Transcribe, exactly and in full, every line from the one including "Body holds a" to the end of the listing.

═════ EXTRACTED ENTRIES

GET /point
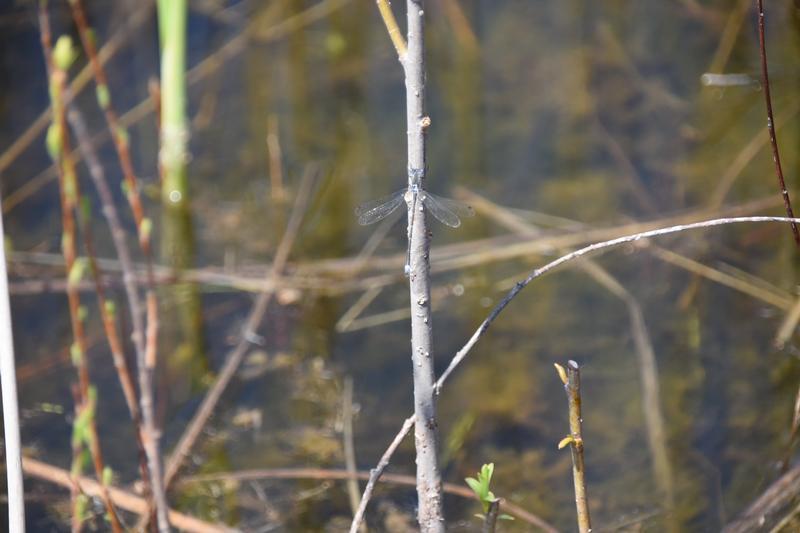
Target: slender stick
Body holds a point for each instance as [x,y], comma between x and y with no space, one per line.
[234,358]
[391,26]
[8,382]
[349,447]
[69,195]
[461,354]
[123,499]
[773,140]
[173,155]
[145,341]
[572,385]
[490,520]
[338,474]
[429,482]
[129,280]
[377,472]
[132,21]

══════════

EXPECTED ANSWER.
Body holds a point for each instance as [x,y], comma between x and y with no space, one per line.
[234,358]
[391,26]
[8,382]
[349,447]
[69,195]
[461,354]
[123,499]
[773,140]
[173,155]
[145,341]
[572,385]
[490,520]
[338,474]
[429,482]
[129,280]
[377,472]
[132,21]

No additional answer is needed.